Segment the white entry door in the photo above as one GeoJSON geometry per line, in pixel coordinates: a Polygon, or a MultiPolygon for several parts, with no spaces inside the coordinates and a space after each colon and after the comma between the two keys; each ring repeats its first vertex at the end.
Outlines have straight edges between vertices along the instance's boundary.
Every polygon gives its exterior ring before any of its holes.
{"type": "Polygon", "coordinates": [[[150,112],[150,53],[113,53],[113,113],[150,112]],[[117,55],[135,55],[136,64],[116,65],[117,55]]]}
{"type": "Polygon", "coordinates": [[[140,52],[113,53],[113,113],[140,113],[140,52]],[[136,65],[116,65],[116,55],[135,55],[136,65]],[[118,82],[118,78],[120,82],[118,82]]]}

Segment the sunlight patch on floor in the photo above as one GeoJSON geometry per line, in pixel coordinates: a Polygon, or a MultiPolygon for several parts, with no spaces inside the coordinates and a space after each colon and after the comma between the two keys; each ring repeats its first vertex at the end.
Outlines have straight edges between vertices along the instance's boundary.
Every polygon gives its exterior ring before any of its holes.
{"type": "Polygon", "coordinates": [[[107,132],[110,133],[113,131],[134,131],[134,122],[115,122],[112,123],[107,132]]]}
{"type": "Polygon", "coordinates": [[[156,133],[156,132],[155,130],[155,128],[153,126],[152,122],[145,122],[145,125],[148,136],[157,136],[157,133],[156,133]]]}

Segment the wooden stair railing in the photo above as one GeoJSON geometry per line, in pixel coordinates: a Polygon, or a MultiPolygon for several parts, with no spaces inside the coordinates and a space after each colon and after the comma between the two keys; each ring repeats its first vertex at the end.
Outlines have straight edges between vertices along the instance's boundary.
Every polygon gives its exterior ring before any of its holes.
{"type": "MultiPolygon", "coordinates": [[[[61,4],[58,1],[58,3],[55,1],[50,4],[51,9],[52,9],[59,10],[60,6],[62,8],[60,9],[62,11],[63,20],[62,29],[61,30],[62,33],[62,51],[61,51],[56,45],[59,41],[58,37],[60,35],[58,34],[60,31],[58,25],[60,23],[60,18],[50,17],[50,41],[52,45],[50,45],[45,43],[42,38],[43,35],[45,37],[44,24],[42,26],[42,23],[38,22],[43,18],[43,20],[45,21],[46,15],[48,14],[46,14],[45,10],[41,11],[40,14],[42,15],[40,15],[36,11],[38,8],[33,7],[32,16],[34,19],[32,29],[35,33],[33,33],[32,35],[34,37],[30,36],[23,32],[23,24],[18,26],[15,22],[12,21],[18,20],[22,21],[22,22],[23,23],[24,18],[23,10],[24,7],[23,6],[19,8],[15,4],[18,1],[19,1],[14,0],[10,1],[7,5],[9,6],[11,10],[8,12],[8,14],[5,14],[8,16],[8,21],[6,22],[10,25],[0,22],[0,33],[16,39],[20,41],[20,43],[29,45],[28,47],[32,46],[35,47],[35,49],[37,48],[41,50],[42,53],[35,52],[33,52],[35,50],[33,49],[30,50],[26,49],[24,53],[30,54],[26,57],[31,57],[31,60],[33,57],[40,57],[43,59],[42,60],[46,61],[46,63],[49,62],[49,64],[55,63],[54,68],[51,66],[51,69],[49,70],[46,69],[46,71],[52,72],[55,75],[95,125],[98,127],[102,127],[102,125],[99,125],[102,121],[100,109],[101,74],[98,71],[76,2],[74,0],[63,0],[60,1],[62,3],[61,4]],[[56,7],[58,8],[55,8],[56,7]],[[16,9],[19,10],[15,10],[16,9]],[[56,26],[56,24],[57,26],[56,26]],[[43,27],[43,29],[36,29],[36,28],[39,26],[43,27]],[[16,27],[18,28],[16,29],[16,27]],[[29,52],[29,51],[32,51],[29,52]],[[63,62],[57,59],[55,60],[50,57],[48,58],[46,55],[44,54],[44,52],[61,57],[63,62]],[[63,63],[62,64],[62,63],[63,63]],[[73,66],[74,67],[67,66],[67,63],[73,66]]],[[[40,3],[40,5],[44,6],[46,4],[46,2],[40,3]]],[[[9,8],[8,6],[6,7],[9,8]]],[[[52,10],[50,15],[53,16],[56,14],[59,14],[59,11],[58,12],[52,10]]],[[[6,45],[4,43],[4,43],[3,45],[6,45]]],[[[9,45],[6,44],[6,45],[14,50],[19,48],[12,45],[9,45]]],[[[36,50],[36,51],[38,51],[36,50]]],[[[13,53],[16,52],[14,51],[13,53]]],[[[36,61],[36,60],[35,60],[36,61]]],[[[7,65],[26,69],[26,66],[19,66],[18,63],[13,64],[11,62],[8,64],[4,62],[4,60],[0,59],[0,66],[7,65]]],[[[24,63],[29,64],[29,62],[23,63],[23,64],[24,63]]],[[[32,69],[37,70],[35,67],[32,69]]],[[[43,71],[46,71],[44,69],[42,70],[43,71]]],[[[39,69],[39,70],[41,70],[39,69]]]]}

========================================================================

=== Task to complete ===
Write out the entries above word for word.

=== Task result ===
Segment the white entry door in the photo above as one GeoJSON geometry per line, in pixel coordinates: a Polygon, or a MultiPolygon for several parts, with no spaces inside the coordinates and a space after each colon and after the comma between the two keys; each ring repeats its first vertex at the end.
Outlines have straight edges between vertices along the instance's boundary.
Every polygon gives its exterior ring before any of its holes.
{"type": "Polygon", "coordinates": [[[150,112],[150,53],[113,53],[113,113],[150,112]],[[117,55],[135,55],[136,64],[116,65],[117,55]]]}
{"type": "Polygon", "coordinates": [[[140,52],[113,53],[113,113],[140,113],[140,52]],[[136,65],[116,65],[116,55],[135,55],[136,65]],[[118,82],[118,78],[120,82],[118,82]]]}

Segment the sunlight patch on floor in the photo above as one GeoJSON geometry per line, in pixel coordinates: a Polygon, or a MultiPolygon for several parts, with no spaces inside the coordinates and a space after each colon and after the comma between the two keys; each ring repeats its first vertex at the end.
Outlines have straight edges between vertices along the instance's boundary.
Every polygon gives its exterior ring before any of its holes.
{"type": "Polygon", "coordinates": [[[107,132],[110,133],[113,131],[134,131],[134,122],[115,122],[112,123],[107,132]]]}
{"type": "Polygon", "coordinates": [[[156,133],[156,132],[155,130],[155,128],[153,126],[152,122],[145,122],[145,125],[148,136],[157,136],[157,133],[156,133]]]}

Segment the wooden stair railing in the photo above as one GeoJSON geometry per line, in pixel coordinates: a Polygon, or a MultiPolygon for several parts, with no spaces inside the coordinates and a space after each colon and after the comma between the two keys; each ring repeats its first vertex at the end.
Outlines have straight edges between vertices along the instance's boundary.
Every polygon gives its exterior ring before any of its holes.
{"type": "MultiPolygon", "coordinates": [[[[61,4],[58,1],[58,3],[55,1],[50,4],[51,9],[52,9],[59,10],[60,6],[62,8],[60,9],[62,11],[63,20],[62,29],[61,30],[62,33],[62,51],[61,51],[56,45],[59,41],[58,37],[60,35],[58,34],[60,31],[58,25],[60,23],[60,18],[50,17],[50,41],[52,45],[50,45],[45,43],[42,38],[43,35],[45,37],[44,24],[42,26],[42,23],[38,22],[43,18],[43,20],[45,21],[46,15],[48,14],[46,14],[45,10],[41,11],[40,14],[42,15],[40,15],[36,11],[38,8],[33,7],[32,16],[34,19],[32,29],[35,33],[33,33],[32,35],[34,37],[30,36],[23,32],[23,24],[18,26],[15,22],[12,21],[18,20],[22,21],[22,22],[23,23],[24,18],[23,10],[24,7],[23,6],[19,8],[15,4],[18,1],[19,1],[14,0],[10,1],[7,5],[9,6],[11,10],[8,12],[8,14],[5,14],[8,16],[8,21],[6,22],[10,25],[0,22],[0,33],[16,39],[20,41],[20,43],[29,45],[28,47],[32,46],[35,47],[35,49],[37,48],[41,50],[42,53],[35,52],[33,52],[35,50],[33,49],[30,50],[26,49],[24,53],[30,54],[26,57],[31,57],[31,60],[33,57],[40,57],[43,59],[42,60],[46,61],[46,63],[49,62],[49,64],[55,63],[54,68],[51,66],[51,69],[49,70],[46,69],[46,71],[52,72],[55,75],[95,125],[98,127],[102,127],[102,125],[99,125],[102,121],[100,109],[101,74],[98,71],[76,2],[74,0],[63,0],[60,1],[62,3],[61,4]],[[56,7],[58,8],[55,8],[56,7]],[[16,9],[19,10],[15,10],[16,9]],[[56,26],[56,24],[57,26],[56,26]],[[43,27],[43,29],[36,29],[36,28],[39,26],[43,27]],[[16,27],[18,28],[16,29],[16,27]],[[29,52],[29,51],[32,51],[29,52]],[[63,62],[57,59],[55,60],[50,57],[48,58],[46,55],[44,54],[44,52],[61,57],[63,62]],[[63,63],[62,64],[62,63],[63,63]],[[73,66],[74,67],[67,66],[67,63],[73,66]]],[[[40,3],[40,5],[44,6],[46,4],[46,2],[40,3]]],[[[9,8],[8,6],[6,7],[9,8]]],[[[52,10],[50,15],[53,16],[56,14],[59,14],[59,11],[58,12],[52,10]]],[[[6,45],[4,43],[4,43],[3,45],[6,45]]],[[[9,45],[6,44],[6,45],[14,50],[19,48],[12,45],[9,45]]],[[[36,50],[36,51],[38,51],[36,50]]],[[[13,53],[16,52],[14,51],[13,53]]],[[[36,61],[36,60],[35,60],[36,61]]],[[[7,65],[26,69],[26,66],[19,66],[18,63],[13,64],[11,62],[8,64],[4,62],[4,60],[0,59],[0,66],[7,65]]],[[[24,63],[29,64],[29,62],[23,63],[23,64],[24,63]]],[[[32,69],[37,70],[35,67],[32,69]]],[[[43,71],[46,71],[44,69],[42,70],[43,71]]],[[[39,69],[39,70],[41,70],[39,69]]]]}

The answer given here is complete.